Input material Block Start

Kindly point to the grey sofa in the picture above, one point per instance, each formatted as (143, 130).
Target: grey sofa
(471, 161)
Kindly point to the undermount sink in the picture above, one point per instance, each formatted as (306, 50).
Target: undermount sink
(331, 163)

Input material Block End
Input material Block Start

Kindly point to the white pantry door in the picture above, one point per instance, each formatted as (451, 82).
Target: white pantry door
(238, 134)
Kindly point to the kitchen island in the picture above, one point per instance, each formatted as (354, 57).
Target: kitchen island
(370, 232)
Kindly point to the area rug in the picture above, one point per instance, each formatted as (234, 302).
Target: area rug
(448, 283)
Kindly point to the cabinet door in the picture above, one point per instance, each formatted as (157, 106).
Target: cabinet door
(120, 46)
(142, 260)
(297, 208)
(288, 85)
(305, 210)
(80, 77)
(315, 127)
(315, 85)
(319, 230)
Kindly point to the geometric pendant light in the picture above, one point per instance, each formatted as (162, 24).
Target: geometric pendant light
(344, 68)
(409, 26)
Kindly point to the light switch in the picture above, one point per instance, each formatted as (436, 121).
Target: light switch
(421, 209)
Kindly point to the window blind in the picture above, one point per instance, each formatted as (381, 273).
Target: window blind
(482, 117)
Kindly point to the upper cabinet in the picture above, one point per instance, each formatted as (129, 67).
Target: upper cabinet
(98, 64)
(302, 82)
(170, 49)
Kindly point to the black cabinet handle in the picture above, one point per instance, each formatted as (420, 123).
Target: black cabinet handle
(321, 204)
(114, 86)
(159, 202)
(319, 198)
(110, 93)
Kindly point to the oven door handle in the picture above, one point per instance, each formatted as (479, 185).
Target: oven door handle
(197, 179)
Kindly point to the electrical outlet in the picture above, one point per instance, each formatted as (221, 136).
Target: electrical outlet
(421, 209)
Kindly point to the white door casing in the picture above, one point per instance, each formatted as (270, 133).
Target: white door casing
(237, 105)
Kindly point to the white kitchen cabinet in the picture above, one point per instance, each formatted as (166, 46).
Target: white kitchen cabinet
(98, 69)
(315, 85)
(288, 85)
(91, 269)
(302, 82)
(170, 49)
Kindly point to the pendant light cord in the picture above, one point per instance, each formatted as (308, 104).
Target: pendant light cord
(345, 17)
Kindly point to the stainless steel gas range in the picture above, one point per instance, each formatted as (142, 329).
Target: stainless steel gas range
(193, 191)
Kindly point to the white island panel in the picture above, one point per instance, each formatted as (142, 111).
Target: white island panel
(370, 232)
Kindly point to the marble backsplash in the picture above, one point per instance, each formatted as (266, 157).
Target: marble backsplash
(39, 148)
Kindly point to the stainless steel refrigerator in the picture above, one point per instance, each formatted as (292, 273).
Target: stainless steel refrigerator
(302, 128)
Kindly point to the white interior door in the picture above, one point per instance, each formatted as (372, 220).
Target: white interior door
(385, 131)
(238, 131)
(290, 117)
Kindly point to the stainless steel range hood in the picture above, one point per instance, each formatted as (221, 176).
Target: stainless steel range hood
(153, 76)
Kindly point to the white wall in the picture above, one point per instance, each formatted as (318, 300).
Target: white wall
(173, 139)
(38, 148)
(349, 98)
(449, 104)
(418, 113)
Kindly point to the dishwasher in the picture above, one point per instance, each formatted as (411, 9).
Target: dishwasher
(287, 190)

Input material Block End

Exercise goal: In the entries above, please find the line with "Target: geometric pendant light" and the line with "Kindly point to the electrical", then write out exactly those two lines and every line between them, and nothing more.

Solved exercise:
Target: geometric pendant light
(344, 68)
(409, 26)
Kindly point to the light switch in the picture above, one point per instance, each formatted as (436, 121).
Target: light switch
(421, 209)
Kindly point to the window blind in the picture above, one point per instance, each formatted as (381, 273).
Target: window blind
(482, 117)
Kindly point to the upper cabinet in the picture above, one point per instance, each formatted as (129, 67).
Target: upper cabinet
(98, 64)
(302, 82)
(170, 49)
Kindly point to the black cabinet handle in the picture above, one point per instance, each formatted as (420, 123).
Target: black cabinet handle
(321, 204)
(114, 86)
(159, 202)
(319, 198)
(110, 93)
Kindly point to the oven door handle in the picture above, one point per instance, each formatted as (479, 185).
Target: oven door handle
(197, 179)
Kindly point to the electrical outlet in the picture above, one point per instance, each formatted as (221, 136).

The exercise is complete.